Lines from the one containing "balcony, dropping a point on every instance." through the last line of the data are to be repeated word for word, both ends included.
-.-.-
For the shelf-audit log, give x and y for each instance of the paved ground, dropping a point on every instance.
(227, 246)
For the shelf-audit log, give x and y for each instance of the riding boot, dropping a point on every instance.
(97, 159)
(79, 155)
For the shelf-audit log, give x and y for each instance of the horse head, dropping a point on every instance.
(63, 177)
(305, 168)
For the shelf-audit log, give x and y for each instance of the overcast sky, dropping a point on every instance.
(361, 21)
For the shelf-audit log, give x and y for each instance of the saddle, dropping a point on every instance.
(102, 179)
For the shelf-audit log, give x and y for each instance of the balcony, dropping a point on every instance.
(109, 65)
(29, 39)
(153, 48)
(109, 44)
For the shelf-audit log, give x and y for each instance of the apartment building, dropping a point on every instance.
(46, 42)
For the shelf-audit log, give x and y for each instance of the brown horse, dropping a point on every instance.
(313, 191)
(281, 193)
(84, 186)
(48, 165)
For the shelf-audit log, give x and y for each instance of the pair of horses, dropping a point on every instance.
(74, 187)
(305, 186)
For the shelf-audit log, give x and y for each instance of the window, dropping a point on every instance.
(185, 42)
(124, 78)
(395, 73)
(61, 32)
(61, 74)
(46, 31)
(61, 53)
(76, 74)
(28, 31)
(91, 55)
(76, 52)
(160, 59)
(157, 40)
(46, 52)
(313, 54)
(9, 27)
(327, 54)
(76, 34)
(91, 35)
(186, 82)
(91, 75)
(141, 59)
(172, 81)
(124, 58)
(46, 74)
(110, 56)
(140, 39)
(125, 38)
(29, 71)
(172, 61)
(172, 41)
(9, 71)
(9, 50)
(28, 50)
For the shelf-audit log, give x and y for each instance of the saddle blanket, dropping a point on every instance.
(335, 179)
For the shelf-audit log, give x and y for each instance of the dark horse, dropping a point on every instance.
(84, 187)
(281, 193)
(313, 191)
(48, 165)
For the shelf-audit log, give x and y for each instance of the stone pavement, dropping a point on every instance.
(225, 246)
-.-.-
Solved problem:
For the shelf-audit log, give x and y for each instance of the balcony, dropping a point on every instance.
(109, 65)
(29, 39)
(153, 48)
(109, 44)
For the shelf-audit log, give x and y for each instance of the apartment building, dropping a point on every instance.
(46, 42)
For the shelf-audit log, give x and y for each instance of the brown horse, dropping a point on every instance.
(313, 191)
(281, 193)
(84, 186)
(48, 165)
For the shelf-audit log, give x and y for each instance of the pair of horses, dropping a point on every instance.
(74, 187)
(305, 186)
For the shelf-audit log, give x and y for each instance of the window, dropping a point on every instance.
(185, 42)
(124, 78)
(395, 73)
(61, 32)
(61, 74)
(46, 31)
(61, 53)
(76, 74)
(28, 31)
(91, 55)
(76, 52)
(160, 59)
(157, 40)
(46, 52)
(313, 54)
(9, 27)
(327, 54)
(76, 34)
(91, 35)
(186, 82)
(91, 75)
(141, 59)
(172, 81)
(124, 58)
(46, 74)
(110, 56)
(140, 39)
(125, 38)
(29, 71)
(172, 61)
(172, 41)
(9, 71)
(9, 50)
(28, 50)
For the shelf-audit log, give x and y for each instance of the saddle blanket, dropping a point on every instance.
(335, 179)
For the shelf-audit log, give x and y for each instance of the dark horse, dropping a point on every instance.
(84, 187)
(281, 193)
(313, 191)
(48, 165)
For the shelf-audit log, give x and y for each instance of the stone pavement, dropping a point on every instance.
(225, 246)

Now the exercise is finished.